Ditto with these card draws. Most of the time, there’s a clear plan. Four HP needed to kill that monster? If I get my four, well, that’s what I expected, so toss the Charmin in the basket and don’t give it another thought. If I get five or six or eight damage, well, who needs all that extra toilet paper? Whatever. But a three? That’s SOL with no toilet paper, and you better believe I will be remembering that.

Pretty much.

Crits and Misses get seen the most because unlike everything else they immediately get shuffled back in as well. So if your odds of drawing a Miss are 1 in 15 and you draw one, the odds of the next draw being a Miss is 1 in 15 again. If you’d drawn your only +2, well now it’s in your discard pile. Your odds are now: never. You probably wont shuffle it back in for the next 7-8 draws. Then it will go back to 1 in 15 again.

If you’ve thinned your deck down to 10 cards, that Miss is gonna make a lot of appearances.

Looks like many of the changes that people hoped for here are going to be implemented soon. Including rebalanced and persistent enhancements. Some of the frosthaven rule modifications are also coming.

## List of tasks
1/ Reproduce the stretch of the card-draw discussion from "If you’ve thinned" through "are also coming.".
2/ Carry the card-draw discussion forward from its final sentence.

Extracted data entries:
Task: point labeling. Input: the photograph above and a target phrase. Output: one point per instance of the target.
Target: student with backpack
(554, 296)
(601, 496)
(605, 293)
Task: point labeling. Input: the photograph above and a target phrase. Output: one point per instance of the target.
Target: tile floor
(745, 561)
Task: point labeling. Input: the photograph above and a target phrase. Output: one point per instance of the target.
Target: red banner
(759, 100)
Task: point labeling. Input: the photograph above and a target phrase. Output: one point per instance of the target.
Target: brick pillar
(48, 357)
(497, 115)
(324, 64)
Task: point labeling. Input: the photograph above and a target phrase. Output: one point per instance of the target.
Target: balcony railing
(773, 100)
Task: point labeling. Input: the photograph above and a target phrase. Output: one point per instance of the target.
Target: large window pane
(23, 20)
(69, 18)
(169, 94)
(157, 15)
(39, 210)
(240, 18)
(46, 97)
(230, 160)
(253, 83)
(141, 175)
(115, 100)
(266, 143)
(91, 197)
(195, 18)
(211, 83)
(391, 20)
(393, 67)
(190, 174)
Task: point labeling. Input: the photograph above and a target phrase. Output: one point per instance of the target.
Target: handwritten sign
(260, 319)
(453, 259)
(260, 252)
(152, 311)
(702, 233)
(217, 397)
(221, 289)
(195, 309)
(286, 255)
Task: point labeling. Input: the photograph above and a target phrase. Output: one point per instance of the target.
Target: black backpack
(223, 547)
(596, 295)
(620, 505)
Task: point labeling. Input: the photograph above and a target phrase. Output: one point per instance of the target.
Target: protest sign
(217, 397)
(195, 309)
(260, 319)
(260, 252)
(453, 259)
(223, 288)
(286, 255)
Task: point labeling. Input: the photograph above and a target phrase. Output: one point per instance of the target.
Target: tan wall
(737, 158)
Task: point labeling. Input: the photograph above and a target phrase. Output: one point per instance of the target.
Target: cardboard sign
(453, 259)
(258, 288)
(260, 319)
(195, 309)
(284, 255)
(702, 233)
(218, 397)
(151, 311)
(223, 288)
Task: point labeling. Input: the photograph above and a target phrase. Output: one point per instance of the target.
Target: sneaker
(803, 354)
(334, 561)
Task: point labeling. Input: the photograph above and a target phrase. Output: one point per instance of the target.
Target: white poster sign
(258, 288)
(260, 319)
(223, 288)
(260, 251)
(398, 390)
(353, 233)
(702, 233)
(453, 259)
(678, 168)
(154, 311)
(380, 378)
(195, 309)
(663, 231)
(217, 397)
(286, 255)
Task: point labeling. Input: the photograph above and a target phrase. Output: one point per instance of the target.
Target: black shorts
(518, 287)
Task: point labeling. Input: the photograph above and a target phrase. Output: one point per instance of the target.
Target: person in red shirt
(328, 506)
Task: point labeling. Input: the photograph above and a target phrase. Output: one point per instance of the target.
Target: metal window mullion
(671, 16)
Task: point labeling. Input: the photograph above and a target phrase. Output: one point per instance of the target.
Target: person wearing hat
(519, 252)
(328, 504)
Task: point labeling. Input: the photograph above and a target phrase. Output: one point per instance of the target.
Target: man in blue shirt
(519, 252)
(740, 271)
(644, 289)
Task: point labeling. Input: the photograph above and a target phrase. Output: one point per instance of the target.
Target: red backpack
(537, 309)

## Results by task
1/
If you’ve thinned your deck down to 10 cards, that Miss is gonna make a lot of appearances.

Looks like many of the changes that people hoped for here are going to be implemented soon. Including rebalanced and persistent enhancements. Some of the frosthaven rule modifications are also coming.

2/
Well shit, now I don’t wanna play again until that’s live.

Except to sell all my enhancements before the prices change so I can have more of them.

why is that guy making that face

I feel validated, and also chuckling remembering when a dev in Discord told me some 6-8 months ago that this was impossible to do and to suck it up.

That’s like a wishlist of changes for me. I’m putting this on hold until the update drops!

On Discord?! It’s in the “Launch Day FAQ!”

How different is Gloomhaven Digital from the original board game?

A 1:1 adaptation was both not possible or desirable

They should call the next update “THE NOT POSSIBLE OR DESIRABLE UPDATE”

Are you (both) talking about permanent enhancements? Granted, my experience as a software engineer is pretty far from designing games, but I can’t possibly imagine how it would not be possible to make enhancements permanent.

I completely missed this yesterday - do you want to put our co-op game on hold until this goes live, other than maybe refunding the recent enchantments we both made?

EDIT: Watching the video, I think I like the option to have cheaper but non-persistent options the best.

My experience as a human that wasn’t born yesterday told me that. It was honestly wild that they claimed it was “not possible”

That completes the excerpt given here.